╭──

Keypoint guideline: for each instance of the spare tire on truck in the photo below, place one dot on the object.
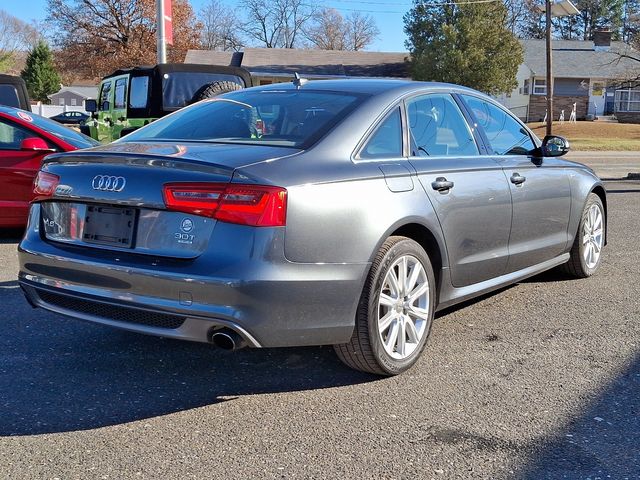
(214, 89)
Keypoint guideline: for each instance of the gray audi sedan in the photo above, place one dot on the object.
(339, 213)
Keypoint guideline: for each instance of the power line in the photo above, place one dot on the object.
(443, 4)
(395, 4)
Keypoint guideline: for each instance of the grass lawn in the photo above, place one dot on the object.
(593, 136)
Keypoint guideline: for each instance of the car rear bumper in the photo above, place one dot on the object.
(268, 300)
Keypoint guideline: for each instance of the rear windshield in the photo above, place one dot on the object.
(9, 96)
(289, 118)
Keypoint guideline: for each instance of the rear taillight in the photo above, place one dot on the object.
(256, 205)
(45, 185)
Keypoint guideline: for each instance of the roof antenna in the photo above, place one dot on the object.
(298, 81)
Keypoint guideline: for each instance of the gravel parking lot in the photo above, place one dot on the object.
(540, 380)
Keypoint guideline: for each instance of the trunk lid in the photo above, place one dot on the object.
(111, 197)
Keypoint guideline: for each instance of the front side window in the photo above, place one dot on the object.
(438, 127)
(289, 118)
(386, 142)
(9, 96)
(11, 136)
(120, 93)
(139, 93)
(105, 98)
(506, 135)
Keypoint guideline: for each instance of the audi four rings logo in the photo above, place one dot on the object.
(108, 183)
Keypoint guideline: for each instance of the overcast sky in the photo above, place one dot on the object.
(387, 14)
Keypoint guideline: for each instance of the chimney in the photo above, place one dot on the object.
(602, 40)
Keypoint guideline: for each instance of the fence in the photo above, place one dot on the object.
(522, 112)
(51, 110)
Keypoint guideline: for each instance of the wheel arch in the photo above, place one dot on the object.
(427, 239)
(599, 190)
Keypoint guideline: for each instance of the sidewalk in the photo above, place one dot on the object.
(609, 164)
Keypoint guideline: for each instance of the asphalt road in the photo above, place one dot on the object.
(540, 380)
(609, 165)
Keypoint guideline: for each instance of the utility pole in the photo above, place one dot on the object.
(549, 67)
(160, 32)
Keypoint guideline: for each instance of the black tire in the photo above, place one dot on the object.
(365, 350)
(214, 89)
(577, 265)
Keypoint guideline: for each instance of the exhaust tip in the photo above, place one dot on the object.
(227, 340)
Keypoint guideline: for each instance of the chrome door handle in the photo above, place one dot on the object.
(518, 179)
(442, 185)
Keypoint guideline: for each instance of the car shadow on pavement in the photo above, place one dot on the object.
(601, 441)
(59, 374)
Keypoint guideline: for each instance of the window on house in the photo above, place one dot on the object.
(540, 86)
(627, 100)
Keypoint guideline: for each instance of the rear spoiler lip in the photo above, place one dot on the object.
(157, 160)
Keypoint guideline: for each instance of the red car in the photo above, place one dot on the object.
(25, 139)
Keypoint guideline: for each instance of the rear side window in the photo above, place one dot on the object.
(9, 96)
(120, 93)
(438, 127)
(386, 142)
(505, 134)
(105, 103)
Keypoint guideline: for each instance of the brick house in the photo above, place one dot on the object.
(587, 73)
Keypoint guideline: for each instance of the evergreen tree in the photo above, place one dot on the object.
(40, 75)
(465, 43)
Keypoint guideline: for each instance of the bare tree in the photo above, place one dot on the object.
(331, 31)
(15, 36)
(361, 31)
(328, 31)
(221, 27)
(277, 23)
(96, 37)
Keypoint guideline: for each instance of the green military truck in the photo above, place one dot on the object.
(131, 98)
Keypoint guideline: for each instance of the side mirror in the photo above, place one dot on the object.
(35, 144)
(554, 146)
(91, 105)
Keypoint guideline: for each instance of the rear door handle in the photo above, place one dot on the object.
(442, 185)
(517, 179)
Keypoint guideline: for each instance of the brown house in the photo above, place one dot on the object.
(273, 65)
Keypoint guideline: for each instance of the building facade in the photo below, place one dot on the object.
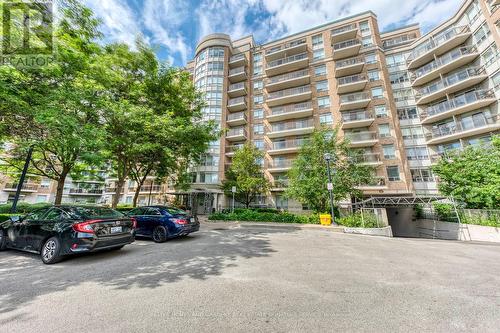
(401, 98)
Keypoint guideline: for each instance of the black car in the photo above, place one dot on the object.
(57, 231)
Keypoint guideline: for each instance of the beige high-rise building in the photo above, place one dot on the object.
(401, 98)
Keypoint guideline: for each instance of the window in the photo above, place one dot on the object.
(377, 92)
(371, 58)
(320, 70)
(408, 113)
(326, 119)
(380, 111)
(258, 85)
(317, 42)
(393, 173)
(258, 129)
(384, 130)
(389, 152)
(374, 75)
(258, 114)
(322, 85)
(323, 102)
(318, 54)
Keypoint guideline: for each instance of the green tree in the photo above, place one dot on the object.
(53, 108)
(308, 177)
(472, 175)
(246, 175)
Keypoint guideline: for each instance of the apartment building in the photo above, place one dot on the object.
(400, 97)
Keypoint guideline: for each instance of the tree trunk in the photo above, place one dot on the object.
(60, 187)
(118, 190)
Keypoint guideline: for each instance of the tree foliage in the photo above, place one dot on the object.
(246, 175)
(308, 177)
(472, 175)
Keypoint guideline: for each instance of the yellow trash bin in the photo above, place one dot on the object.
(325, 219)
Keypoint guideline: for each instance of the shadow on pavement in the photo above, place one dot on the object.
(144, 264)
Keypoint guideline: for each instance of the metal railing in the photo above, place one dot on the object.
(288, 76)
(443, 60)
(289, 92)
(456, 102)
(354, 97)
(286, 60)
(434, 42)
(351, 79)
(291, 108)
(292, 125)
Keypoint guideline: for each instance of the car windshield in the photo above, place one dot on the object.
(175, 211)
(92, 212)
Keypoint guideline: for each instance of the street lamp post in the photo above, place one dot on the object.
(328, 158)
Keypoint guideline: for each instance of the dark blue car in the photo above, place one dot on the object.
(161, 222)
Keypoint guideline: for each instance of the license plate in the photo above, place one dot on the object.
(115, 230)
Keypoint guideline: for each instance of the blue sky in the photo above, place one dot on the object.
(173, 27)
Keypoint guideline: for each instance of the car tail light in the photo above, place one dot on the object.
(180, 221)
(85, 226)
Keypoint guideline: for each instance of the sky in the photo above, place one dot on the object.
(173, 27)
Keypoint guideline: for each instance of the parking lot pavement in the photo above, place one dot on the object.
(231, 278)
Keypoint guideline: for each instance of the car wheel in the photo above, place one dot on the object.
(160, 234)
(50, 251)
(3, 240)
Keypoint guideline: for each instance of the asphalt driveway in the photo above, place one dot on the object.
(231, 278)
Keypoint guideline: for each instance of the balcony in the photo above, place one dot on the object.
(344, 33)
(280, 165)
(352, 83)
(237, 104)
(288, 80)
(463, 79)
(298, 127)
(475, 125)
(354, 101)
(346, 49)
(237, 89)
(438, 45)
(237, 60)
(236, 119)
(288, 49)
(467, 102)
(291, 111)
(236, 134)
(287, 64)
(288, 146)
(26, 187)
(237, 74)
(349, 66)
(361, 139)
(291, 95)
(86, 191)
(445, 64)
(377, 183)
(357, 119)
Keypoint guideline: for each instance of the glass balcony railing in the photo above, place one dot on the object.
(292, 125)
(441, 61)
(289, 92)
(458, 101)
(466, 124)
(348, 98)
(437, 41)
(286, 60)
(346, 44)
(289, 144)
(291, 108)
(288, 76)
(351, 79)
(450, 80)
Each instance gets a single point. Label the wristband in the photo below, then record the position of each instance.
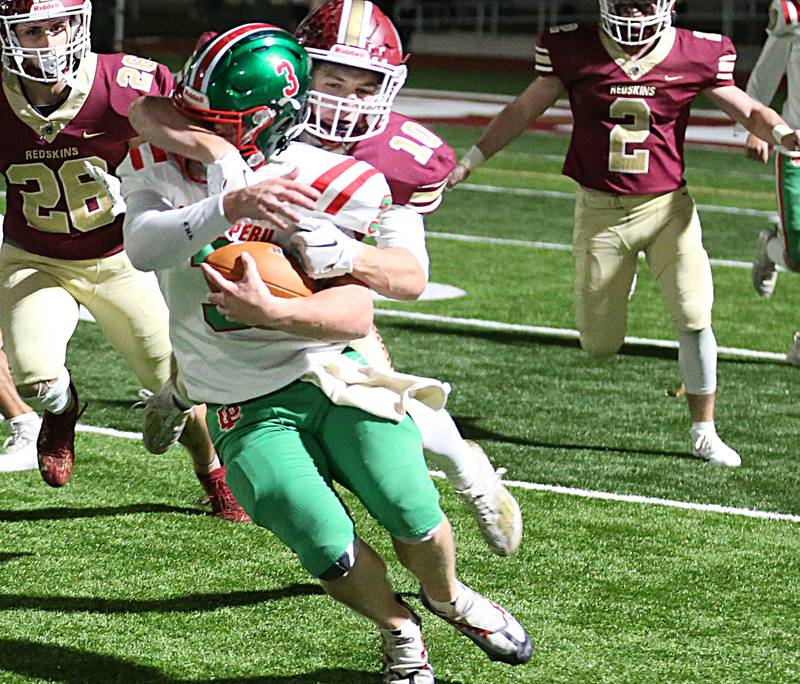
(474, 157)
(780, 131)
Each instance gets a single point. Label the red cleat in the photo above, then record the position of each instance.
(223, 503)
(56, 443)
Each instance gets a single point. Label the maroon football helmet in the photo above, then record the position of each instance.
(353, 33)
(48, 64)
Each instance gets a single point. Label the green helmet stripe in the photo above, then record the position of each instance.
(204, 65)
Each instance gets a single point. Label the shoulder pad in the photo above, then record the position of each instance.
(563, 28)
(784, 17)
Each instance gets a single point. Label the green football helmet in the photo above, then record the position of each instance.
(254, 77)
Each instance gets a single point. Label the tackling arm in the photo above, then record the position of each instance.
(540, 95)
(337, 314)
(158, 122)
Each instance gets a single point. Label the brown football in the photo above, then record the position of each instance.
(279, 273)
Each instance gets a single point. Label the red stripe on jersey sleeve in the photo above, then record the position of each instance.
(344, 196)
(332, 174)
(136, 158)
(158, 154)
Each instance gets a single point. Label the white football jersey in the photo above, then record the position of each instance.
(780, 55)
(219, 361)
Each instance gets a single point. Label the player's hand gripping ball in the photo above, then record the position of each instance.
(280, 274)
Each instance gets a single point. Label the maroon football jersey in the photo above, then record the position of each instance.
(415, 161)
(53, 207)
(630, 116)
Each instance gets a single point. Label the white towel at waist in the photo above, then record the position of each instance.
(386, 394)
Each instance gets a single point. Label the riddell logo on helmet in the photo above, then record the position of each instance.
(46, 7)
(194, 97)
(350, 51)
(228, 416)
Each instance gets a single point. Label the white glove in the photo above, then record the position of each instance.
(111, 185)
(322, 249)
(231, 172)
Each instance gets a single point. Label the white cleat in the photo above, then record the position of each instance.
(19, 450)
(710, 447)
(496, 510)
(405, 657)
(490, 626)
(793, 353)
(164, 418)
(764, 273)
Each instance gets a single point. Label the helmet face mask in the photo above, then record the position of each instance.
(44, 64)
(635, 22)
(355, 34)
(250, 84)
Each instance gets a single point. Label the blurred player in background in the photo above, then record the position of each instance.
(359, 67)
(779, 245)
(631, 82)
(261, 364)
(63, 110)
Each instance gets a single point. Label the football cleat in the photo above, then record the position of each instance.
(55, 445)
(793, 353)
(496, 510)
(19, 450)
(223, 503)
(496, 632)
(405, 657)
(764, 273)
(164, 418)
(710, 447)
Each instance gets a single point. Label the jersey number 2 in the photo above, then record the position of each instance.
(419, 143)
(636, 129)
(87, 203)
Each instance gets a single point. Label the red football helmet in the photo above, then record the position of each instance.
(48, 64)
(636, 22)
(353, 33)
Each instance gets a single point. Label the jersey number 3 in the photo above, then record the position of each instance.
(636, 129)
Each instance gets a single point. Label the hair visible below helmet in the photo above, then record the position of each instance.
(49, 64)
(655, 18)
(354, 33)
(254, 76)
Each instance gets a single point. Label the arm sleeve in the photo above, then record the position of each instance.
(159, 236)
(403, 227)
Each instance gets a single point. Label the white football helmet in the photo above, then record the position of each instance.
(46, 64)
(635, 22)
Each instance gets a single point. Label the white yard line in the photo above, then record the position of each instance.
(569, 334)
(648, 500)
(556, 194)
(556, 489)
(555, 246)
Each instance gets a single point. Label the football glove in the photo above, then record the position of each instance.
(322, 249)
(228, 173)
(110, 184)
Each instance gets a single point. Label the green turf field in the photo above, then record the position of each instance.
(121, 577)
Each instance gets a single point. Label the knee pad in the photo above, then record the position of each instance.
(345, 563)
(697, 357)
(420, 540)
(50, 396)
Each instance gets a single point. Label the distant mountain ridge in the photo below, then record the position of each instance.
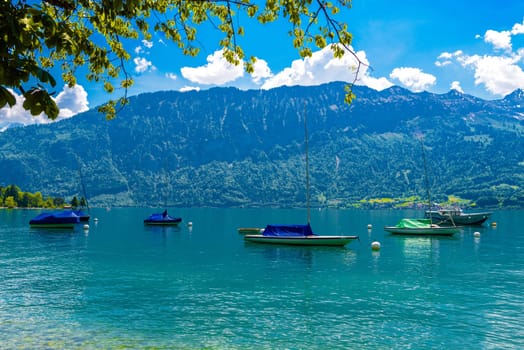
(227, 147)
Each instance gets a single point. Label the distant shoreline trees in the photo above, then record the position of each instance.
(12, 196)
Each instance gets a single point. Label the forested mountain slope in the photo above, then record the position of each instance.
(226, 147)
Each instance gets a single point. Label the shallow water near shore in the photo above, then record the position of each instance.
(121, 284)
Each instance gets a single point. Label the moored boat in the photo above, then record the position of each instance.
(250, 230)
(297, 235)
(421, 227)
(457, 216)
(64, 219)
(83, 216)
(162, 219)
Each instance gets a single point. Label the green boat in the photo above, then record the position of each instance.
(421, 227)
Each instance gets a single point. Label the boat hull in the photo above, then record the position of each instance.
(163, 222)
(459, 218)
(55, 220)
(250, 230)
(339, 241)
(427, 231)
(54, 225)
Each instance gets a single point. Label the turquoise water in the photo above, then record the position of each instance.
(123, 285)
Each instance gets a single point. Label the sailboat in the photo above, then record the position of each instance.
(301, 234)
(422, 226)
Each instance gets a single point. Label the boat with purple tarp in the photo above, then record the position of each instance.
(297, 235)
(162, 219)
(59, 219)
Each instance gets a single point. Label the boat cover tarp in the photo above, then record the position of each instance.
(162, 217)
(414, 223)
(288, 230)
(66, 216)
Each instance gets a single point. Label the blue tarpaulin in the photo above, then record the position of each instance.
(288, 230)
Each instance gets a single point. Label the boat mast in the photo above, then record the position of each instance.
(307, 167)
(427, 181)
(83, 185)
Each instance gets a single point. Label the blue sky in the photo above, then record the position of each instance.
(476, 47)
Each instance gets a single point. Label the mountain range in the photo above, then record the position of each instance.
(226, 147)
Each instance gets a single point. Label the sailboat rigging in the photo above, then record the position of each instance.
(424, 226)
(299, 234)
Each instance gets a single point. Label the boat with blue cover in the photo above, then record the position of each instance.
(83, 216)
(297, 235)
(162, 219)
(455, 215)
(59, 219)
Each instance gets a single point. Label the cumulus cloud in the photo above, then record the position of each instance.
(322, 68)
(148, 44)
(189, 88)
(217, 71)
(499, 40)
(70, 101)
(455, 85)
(413, 78)
(143, 65)
(500, 75)
(261, 71)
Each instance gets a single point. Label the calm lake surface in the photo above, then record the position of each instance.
(123, 285)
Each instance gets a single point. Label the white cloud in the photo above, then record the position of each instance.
(518, 28)
(322, 68)
(455, 85)
(261, 71)
(189, 88)
(217, 71)
(413, 78)
(70, 101)
(499, 40)
(499, 74)
(143, 65)
(148, 44)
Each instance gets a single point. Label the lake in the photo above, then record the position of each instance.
(120, 284)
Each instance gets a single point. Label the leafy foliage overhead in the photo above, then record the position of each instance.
(37, 36)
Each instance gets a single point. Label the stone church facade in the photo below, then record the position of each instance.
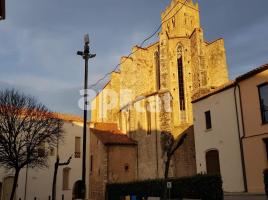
(155, 86)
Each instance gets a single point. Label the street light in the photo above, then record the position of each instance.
(86, 55)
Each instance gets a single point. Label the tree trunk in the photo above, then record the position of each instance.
(15, 182)
(54, 184)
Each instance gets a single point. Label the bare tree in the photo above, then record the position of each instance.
(170, 144)
(26, 127)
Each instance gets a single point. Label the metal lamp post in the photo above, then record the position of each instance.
(86, 55)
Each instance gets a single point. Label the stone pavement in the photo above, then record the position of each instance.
(246, 197)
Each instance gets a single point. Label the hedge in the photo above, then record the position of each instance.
(265, 177)
(205, 187)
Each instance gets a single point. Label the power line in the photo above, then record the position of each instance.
(143, 42)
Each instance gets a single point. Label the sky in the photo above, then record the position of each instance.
(39, 40)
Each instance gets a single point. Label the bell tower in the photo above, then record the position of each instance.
(180, 18)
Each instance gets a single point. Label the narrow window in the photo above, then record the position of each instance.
(52, 151)
(77, 152)
(66, 178)
(265, 140)
(41, 150)
(263, 95)
(181, 84)
(126, 167)
(157, 69)
(208, 120)
(148, 118)
(91, 164)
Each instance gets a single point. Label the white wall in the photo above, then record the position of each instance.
(223, 136)
(40, 180)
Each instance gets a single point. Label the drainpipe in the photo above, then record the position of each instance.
(239, 135)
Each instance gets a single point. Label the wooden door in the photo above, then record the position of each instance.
(213, 162)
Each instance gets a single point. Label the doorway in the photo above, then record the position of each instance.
(213, 162)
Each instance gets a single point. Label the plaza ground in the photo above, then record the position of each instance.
(245, 197)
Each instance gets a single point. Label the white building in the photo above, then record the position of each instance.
(38, 184)
(217, 140)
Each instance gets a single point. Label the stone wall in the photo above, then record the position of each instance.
(204, 67)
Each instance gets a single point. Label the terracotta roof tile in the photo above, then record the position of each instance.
(204, 94)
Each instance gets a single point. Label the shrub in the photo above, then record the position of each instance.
(206, 187)
(265, 177)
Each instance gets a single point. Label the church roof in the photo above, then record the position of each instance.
(113, 137)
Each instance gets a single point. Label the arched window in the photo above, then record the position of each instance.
(148, 118)
(157, 69)
(66, 178)
(213, 162)
(181, 78)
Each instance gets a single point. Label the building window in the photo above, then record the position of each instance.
(263, 95)
(208, 120)
(66, 178)
(148, 118)
(265, 140)
(213, 162)
(91, 164)
(52, 151)
(77, 152)
(181, 84)
(126, 167)
(157, 69)
(41, 151)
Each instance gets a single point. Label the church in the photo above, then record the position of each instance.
(152, 91)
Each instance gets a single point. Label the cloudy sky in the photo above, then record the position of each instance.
(39, 40)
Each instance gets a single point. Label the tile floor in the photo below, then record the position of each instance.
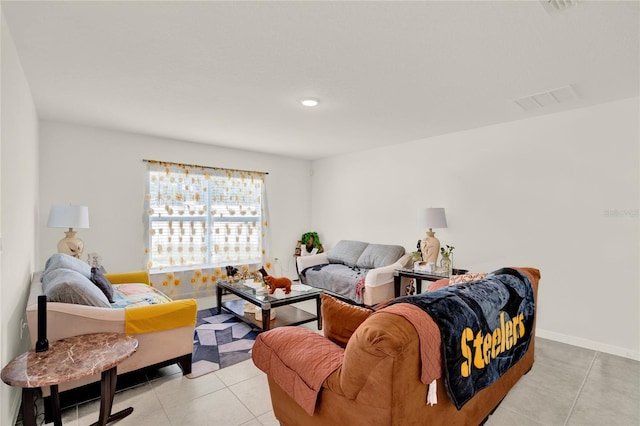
(567, 385)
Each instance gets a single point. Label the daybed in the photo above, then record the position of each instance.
(75, 306)
(354, 270)
(383, 372)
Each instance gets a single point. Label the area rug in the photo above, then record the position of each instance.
(219, 341)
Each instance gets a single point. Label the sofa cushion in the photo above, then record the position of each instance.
(128, 295)
(61, 260)
(69, 286)
(337, 278)
(347, 252)
(378, 255)
(340, 319)
(102, 283)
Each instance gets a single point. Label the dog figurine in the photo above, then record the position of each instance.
(231, 273)
(275, 283)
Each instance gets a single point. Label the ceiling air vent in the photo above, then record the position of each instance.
(552, 6)
(544, 99)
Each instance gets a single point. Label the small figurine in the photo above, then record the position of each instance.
(231, 273)
(275, 283)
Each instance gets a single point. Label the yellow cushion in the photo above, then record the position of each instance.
(128, 277)
(164, 316)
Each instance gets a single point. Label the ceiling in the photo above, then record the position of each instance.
(232, 73)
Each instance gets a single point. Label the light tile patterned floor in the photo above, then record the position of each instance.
(567, 385)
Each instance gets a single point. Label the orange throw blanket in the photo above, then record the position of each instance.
(299, 372)
(429, 335)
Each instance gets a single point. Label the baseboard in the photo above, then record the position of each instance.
(588, 344)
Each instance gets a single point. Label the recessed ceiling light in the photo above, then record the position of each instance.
(309, 101)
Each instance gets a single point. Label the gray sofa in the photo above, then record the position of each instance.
(355, 270)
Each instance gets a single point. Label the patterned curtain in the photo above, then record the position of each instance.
(201, 217)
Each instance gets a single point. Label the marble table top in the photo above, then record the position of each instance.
(69, 359)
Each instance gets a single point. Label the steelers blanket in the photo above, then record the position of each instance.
(485, 325)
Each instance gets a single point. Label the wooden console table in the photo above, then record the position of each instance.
(419, 277)
(70, 359)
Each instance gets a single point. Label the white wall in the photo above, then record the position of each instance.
(104, 170)
(556, 192)
(19, 209)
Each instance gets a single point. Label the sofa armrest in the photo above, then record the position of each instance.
(383, 275)
(305, 262)
(298, 360)
(138, 277)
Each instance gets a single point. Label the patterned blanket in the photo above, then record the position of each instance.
(485, 327)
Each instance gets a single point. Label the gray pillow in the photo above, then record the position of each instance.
(68, 286)
(61, 260)
(346, 252)
(378, 255)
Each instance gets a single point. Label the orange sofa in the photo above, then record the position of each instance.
(375, 379)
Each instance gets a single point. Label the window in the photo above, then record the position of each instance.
(199, 216)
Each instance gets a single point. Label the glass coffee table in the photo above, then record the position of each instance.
(285, 315)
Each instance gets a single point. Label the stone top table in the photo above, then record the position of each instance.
(70, 359)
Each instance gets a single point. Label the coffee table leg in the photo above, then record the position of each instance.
(55, 401)
(266, 319)
(28, 413)
(107, 393)
(319, 311)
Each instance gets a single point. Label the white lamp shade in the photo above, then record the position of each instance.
(432, 217)
(68, 216)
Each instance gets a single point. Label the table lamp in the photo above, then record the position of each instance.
(432, 217)
(68, 216)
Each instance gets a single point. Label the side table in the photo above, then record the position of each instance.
(419, 277)
(70, 359)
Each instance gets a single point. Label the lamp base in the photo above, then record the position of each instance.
(70, 244)
(430, 248)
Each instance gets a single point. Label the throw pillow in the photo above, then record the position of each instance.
(346, 252)
(341, 319)
(378, 255)
(466, 278)
(62, 260)
(68, 286)
(103, 283)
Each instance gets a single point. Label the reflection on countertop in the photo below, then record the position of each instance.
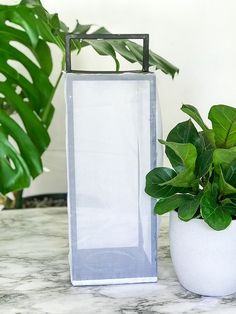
(34, 275)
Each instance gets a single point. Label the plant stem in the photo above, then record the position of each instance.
(47, 108)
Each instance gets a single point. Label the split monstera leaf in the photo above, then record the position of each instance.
(26, 91)
(202, 182)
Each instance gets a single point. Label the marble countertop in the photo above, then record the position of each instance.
(34, 275)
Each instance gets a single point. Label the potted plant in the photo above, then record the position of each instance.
(200, 193)
(27, 32)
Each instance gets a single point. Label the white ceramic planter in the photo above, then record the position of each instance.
(204, 259)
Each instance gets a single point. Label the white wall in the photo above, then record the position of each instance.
(199, 36)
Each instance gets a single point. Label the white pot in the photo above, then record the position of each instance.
(204, 259)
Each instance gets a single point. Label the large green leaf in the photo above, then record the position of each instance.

╰──

YOUR TASK: Only one stretch of the data is wanted: the lines from the one with "Each instance gets a single point. Label the white pot" through the last, repeated exactly.

SOLUTION BELOW:
Each instance gets a single point. Label the white pot in the photo above, then record the position of each instance.
(204, 259)
Each instance gets a single point. Label the large green leaf in the photo above, then record the position of each instance.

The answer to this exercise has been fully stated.